* _Work order_: Quote the piece below on how Nas views comparisons between himself and J. Cole, word for word and in full.

Ever since J. Cole came on the scene, comparisons have been made between him and Queens Rap legend Nas.

In an interview with VIBE, the two emcees spoke about what the comparison mean to them.

Nas explained that he didn’t pay too much attention to the comparisons. “I wanted to make my own opinion,” he said. “I was like, let’s hear what he’s saying. He’s his own man, and I listened to it from that point of view. I wasn’t looking for me in him.”

“I been inspired by tons of people; he’s been inspired by tons of people,” continued the New York emcee. “When we do what we do, we sound like us. To me, Cole sounds like Cole. There can be some things I listen to and I wonder if I inspired that or if it’s something I would’ve thought of or would’ve tried to rhyme or whatever, but that’s him. That’s a great compliment that there’s someone who likes what I do—because this dude is nice, so you’re bigging me up.”

* _Data extracts_:
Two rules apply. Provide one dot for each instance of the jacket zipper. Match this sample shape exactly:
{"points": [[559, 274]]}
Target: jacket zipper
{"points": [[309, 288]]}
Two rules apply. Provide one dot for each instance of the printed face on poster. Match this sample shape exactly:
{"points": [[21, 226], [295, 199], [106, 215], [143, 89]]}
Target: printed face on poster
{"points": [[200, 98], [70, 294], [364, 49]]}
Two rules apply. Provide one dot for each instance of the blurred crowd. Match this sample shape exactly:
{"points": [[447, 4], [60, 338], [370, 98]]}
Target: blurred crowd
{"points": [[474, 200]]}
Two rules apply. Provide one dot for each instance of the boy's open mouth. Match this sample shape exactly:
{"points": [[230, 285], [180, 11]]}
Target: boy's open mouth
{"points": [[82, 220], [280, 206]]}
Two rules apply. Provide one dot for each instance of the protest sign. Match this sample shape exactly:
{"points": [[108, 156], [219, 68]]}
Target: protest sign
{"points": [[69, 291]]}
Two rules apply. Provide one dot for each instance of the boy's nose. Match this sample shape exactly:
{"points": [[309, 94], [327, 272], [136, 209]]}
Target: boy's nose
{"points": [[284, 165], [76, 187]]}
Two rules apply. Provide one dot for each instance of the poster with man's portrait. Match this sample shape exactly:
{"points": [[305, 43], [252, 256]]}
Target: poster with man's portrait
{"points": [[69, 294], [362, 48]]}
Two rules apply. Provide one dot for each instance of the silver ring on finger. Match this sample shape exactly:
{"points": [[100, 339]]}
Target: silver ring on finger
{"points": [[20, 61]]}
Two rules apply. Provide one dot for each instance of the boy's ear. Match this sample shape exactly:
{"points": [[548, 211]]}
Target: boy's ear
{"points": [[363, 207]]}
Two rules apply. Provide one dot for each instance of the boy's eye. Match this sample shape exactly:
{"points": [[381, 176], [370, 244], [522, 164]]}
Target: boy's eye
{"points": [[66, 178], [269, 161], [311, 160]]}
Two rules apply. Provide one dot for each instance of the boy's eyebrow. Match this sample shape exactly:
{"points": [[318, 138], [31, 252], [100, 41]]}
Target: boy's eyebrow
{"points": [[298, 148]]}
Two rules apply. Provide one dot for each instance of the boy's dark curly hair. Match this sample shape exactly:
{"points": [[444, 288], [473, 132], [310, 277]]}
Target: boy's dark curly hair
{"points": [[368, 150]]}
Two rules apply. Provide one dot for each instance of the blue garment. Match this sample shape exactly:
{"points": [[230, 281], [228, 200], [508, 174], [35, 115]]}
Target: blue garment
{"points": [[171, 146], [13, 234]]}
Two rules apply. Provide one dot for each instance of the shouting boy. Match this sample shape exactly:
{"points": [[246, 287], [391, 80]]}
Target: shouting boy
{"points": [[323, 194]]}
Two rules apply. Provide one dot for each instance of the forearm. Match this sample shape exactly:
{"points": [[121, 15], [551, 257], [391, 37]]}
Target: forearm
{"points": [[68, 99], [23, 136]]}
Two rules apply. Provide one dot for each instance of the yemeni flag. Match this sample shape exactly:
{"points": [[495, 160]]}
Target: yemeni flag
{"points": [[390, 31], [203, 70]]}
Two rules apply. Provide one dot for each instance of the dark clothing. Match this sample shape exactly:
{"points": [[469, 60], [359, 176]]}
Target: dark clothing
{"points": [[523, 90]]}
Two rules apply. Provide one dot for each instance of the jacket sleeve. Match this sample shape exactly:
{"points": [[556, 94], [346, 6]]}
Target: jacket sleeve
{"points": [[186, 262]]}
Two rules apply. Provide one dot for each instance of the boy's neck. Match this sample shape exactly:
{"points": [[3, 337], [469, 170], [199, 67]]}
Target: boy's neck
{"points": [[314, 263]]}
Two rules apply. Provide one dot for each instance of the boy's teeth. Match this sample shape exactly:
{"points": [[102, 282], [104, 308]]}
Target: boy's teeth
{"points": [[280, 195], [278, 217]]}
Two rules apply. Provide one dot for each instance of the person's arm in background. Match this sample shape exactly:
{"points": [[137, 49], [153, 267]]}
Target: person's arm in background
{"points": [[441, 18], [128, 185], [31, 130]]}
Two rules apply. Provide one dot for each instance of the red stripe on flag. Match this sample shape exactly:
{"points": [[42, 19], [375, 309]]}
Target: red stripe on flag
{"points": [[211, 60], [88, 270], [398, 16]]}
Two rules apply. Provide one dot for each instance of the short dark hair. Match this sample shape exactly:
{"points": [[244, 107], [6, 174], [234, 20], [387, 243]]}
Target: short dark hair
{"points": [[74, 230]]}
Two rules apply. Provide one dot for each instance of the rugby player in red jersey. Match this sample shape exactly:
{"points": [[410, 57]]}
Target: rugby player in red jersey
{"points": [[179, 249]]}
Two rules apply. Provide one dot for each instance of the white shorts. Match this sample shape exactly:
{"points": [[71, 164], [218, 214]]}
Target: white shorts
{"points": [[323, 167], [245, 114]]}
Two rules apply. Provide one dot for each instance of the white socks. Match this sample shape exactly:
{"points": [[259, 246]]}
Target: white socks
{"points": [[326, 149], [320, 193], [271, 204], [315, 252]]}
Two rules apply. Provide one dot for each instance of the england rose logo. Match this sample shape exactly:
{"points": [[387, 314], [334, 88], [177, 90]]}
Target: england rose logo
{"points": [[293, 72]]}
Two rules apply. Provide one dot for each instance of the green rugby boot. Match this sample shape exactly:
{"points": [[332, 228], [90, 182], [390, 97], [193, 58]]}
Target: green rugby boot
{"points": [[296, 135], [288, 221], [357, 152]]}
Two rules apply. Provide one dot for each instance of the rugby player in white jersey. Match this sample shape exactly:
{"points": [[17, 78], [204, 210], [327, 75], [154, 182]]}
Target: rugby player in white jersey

* _Answer for the task_:
Ever since J. Cole came on the scene, comparisons have been made between him and Queens Rap legend Nas.

In an interview with VIBE, the two emcees spoke about what the comparison mean to them.

Nas explained that he didn’t pay too much attention to the comparisons. “I wanted to make my own opinion,” he said. “I was like, let’s hear what he’s saying. He’s his own man, and I listened to it from that point of view. I wasn’t looking for me in him.”

“I been inspired by tons of people; he’s been inspired by tons of people,” continued the New York emcee. “When we do what we do, we sound like us. To me, Cole sounds like Cole. There can be some things I listen to and I wonder if I inspired that or if it’s something I would’ve thought of or would’ve tried to rhyme or whatever, but that’s him. That’s a great compliment that there’s someone who likes what I do—because this dude is nice, so you’re bigging me up.”